TESTO DELLA PAGINA
....
La diagnosi formalizzata di Lupidus ha segnato uno iato definitivo tra tutto ciò che era un prima e un dopo per la nostra famiglia. Era il 7 aprile 2010. Lupidus aveva quasi due anni e mezzo. Se guardo i video dell'epoca, vedo un bambino indubbiamente indietro nello sviluppo rispetto alla sua età cronologica, ma anche sorridente, a suo modo comunicativo, con un ottimo contatto oculare. E' stato difficile per noi realizzare che qualcosa non andasse. O meglio: si trattava della percezione del fatto che qualcosa andasse più lento del normale, ed abbiamo vissuto nell'attesa di questo qualcosa.
Nel suo primo anno di vita Lupidus è stato il classico bambino "a basso mantenimento". Regolare nelle poppate, regolare nel sonno, mai una colica, svezzato nei tempi e con facilità, sorridente ma anche poco richiedente, il classico bambino "che dove lo metti sta". A posteriori trovo tutto questo agghiacciante, e mi dispiace anche doverlo descrivere così, ma è la verità. Nella mia inesperienza di madre al primo figlio non mi ero soffermata su tutta una serie di indicatori, che, se non altro, mi avrebbero dovuto far riflettere. Ma erano indicatori non necessariamente patognomici, e nel frattempo il tempo passava. Era presente un moderato ritardo nello sviluppo grossomotorio che si è mantenuto costante in tutte le varie tappe (acquisizione della posizione seduta autonoma, gattonamento, acquisizione della posizione eretta, deambulazione), ritardo che veniva colmato in tempi ragionevoli e con modalità appropriate. Questo però ha fatto sì che nel primo anno e mezzo del bimbo noi ci preoccupassimo più di questi aspetti, forse più visibili e tangibili, che di altri.
E' stato verso i 20 mesi, ossia 3 mesi dopo che aveva iniziato a camminare, che ho cominciato a notare l'assenza assoluta di imitazione di gesti (con o senza oggetti), la mancata risposta quando veniva chiamato per nome, l'occasionale spacing out dello sguardo, l'incapacità di richiedere tramite indicazione (Lupidus utilizzava un debole sfarfallamento delle mani ponendosi di fronte all'oggetto interessato), il gioco non condiviso e non direzionabile da parte dell'adulto, essenzialmente di tipo sensorimotorio. E la parola che tardava ad arrivare, anche se in realtà lui aveva sempre lallato.
....
BLOCCO DATI
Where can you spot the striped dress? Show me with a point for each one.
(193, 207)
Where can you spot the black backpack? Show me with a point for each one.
....
CONSEGNA
Prosegui il racconto sulla diagnosi di Lupidus, riprendendo subito dopo la frase sulla parola che tardava ad arrivare.

RISPOSTA
Alla scadenza dei due anni decidiamo per un consulto presso una neuropsichiatra infantile dell'USL, che ci conferma il ritardo nell'acquisizione del linguaggio, senza però rilevare ulteriori sintomi. Nel frattempo nel comportamento di Lupidus emergono alcune stereotipie (flapping, anche se non automatico ma solo in risposta a stimoli particolarmente eccitanti, camminare sulle punte dei piedi, smorfie facciali) e richiedo un'osservazione più approfondita alla specialista, paventando l'ipotesi che si possa trattare di un disturbo dello spettro autistico.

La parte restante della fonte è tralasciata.